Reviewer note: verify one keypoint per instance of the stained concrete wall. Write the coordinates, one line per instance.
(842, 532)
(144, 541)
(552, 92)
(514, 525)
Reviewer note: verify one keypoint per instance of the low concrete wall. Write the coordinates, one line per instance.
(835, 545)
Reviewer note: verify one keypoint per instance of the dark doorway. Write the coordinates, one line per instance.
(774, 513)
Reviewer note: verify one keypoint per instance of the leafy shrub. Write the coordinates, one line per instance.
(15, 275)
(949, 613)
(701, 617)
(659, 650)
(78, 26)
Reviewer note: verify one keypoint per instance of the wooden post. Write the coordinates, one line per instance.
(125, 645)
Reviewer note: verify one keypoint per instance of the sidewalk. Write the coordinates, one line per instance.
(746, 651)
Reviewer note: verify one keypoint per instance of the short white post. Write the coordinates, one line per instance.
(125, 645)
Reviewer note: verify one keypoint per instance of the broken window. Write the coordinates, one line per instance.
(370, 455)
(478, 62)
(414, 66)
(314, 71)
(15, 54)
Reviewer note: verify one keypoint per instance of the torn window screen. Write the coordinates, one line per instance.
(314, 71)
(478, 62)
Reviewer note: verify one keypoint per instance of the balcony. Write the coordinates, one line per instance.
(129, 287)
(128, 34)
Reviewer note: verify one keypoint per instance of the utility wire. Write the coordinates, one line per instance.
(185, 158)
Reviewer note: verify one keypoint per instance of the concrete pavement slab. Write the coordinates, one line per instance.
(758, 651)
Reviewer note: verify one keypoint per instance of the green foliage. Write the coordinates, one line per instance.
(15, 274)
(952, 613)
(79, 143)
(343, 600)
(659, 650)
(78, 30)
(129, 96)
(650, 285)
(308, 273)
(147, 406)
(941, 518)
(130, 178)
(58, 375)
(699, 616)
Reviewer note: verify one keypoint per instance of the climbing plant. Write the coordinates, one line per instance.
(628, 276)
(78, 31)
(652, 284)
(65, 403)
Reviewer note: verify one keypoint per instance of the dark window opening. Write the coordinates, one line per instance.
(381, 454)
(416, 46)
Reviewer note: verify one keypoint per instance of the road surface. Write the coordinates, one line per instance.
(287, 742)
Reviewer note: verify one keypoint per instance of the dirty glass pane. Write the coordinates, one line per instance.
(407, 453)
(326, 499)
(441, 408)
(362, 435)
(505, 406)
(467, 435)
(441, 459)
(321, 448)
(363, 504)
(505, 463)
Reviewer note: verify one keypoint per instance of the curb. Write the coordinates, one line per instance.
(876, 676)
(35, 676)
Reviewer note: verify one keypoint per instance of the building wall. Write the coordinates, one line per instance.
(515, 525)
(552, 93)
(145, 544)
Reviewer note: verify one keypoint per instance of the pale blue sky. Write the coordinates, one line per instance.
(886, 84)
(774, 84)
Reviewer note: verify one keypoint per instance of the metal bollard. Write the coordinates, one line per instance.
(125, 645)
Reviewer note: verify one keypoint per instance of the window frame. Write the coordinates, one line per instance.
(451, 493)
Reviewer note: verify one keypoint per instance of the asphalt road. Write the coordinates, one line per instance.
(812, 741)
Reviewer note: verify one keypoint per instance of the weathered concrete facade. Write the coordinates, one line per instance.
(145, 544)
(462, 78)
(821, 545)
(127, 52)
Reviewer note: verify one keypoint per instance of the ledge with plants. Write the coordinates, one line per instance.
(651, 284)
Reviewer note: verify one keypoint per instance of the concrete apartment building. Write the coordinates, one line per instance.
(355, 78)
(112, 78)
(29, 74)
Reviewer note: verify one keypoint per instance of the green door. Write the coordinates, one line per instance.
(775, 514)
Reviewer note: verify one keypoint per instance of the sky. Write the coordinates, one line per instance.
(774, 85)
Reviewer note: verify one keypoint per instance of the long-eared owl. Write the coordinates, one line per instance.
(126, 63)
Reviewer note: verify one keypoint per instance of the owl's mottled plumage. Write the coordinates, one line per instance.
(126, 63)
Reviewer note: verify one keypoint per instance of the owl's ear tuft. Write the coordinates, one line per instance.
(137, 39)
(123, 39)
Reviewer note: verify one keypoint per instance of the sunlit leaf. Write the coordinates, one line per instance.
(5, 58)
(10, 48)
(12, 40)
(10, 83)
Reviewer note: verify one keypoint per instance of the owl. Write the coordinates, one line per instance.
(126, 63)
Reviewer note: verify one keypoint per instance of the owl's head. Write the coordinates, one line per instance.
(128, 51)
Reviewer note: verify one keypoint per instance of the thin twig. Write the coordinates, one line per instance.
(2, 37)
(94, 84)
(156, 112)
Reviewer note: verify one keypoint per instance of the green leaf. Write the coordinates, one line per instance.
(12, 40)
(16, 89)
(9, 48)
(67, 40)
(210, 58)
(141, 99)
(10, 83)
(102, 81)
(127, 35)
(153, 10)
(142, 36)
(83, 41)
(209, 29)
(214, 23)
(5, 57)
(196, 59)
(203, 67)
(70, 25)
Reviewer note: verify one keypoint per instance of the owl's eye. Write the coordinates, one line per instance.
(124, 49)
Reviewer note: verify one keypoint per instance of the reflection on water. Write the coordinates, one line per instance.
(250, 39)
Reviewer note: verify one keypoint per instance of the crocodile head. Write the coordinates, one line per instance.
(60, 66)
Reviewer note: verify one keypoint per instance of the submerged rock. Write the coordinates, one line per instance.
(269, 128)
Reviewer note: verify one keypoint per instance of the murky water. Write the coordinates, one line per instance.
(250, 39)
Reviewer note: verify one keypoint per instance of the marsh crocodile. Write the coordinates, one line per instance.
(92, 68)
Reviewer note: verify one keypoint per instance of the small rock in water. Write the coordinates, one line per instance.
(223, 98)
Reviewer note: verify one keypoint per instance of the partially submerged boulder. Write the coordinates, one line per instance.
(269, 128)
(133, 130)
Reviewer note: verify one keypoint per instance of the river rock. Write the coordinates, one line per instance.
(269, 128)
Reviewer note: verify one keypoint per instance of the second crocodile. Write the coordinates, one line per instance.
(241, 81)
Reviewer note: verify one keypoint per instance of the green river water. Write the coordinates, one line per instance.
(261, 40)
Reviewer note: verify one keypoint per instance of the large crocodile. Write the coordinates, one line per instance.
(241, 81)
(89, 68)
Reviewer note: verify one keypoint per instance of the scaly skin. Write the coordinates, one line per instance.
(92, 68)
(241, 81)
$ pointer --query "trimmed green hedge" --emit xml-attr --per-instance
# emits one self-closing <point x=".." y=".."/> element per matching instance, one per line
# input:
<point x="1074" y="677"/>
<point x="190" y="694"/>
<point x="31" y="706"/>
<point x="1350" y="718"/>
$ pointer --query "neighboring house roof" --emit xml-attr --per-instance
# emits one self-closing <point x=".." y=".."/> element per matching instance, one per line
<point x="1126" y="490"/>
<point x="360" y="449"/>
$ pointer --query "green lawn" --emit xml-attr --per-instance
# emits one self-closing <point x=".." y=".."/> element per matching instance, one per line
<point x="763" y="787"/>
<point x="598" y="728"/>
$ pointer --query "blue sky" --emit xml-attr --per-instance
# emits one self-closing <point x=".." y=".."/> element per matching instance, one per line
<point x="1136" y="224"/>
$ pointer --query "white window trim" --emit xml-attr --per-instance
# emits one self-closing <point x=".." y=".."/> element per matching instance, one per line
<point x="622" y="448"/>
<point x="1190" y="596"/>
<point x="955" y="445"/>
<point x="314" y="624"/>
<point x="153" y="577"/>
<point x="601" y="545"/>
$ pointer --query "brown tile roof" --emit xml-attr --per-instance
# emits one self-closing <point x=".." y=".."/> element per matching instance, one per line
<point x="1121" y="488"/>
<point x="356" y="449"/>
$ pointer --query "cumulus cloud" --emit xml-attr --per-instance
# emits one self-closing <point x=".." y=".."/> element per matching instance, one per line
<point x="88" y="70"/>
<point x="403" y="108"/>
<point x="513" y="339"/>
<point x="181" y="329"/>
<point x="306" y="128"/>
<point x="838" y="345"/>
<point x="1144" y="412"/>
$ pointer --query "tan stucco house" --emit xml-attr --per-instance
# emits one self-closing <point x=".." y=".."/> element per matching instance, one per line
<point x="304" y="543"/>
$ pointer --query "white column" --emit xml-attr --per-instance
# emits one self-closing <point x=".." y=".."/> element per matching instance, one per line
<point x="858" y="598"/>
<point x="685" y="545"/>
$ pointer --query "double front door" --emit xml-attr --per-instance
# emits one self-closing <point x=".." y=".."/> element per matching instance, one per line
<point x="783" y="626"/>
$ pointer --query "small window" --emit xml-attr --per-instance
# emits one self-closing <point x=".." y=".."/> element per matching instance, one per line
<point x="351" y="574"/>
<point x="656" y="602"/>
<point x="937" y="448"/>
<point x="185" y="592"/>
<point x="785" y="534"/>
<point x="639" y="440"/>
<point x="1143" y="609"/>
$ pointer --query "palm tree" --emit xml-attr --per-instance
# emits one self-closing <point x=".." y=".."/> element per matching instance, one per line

> **What is being asked**
Would you please copy every line from the listing above that contains the word "query"?

> **Task result**
$ pointer --query "trimmed green hedge" --emit xml-attr --per-instance
$ pointer --query "neighboring house roof" --emit xml-attr --per-instance
$ pointer --query "green lawn" --emit xml-attr --per-instance
$ pointer --query "blue sky" --emit xml-attr --per-instance
$ pointer --query "white window trim" --emit xml-attr --per-instance
$ pointer --query "brown tile roof" --emit xml-attr --per-instance
$ pointer --query "cumulus cloud" --emit xml-attr --per-instance
$ pointer --query "tan stucco house" --emit xml-attr --per-instance
$ pointer --query "white column" --emit xml-attr --per-instance
$ pointer --query "double front door" --emit xml-attr --per-instance
$ pointer --query "small window" --emit xml-attr --per-instance
$ pointer --query "palm tree" --emit xml-attr --per-instance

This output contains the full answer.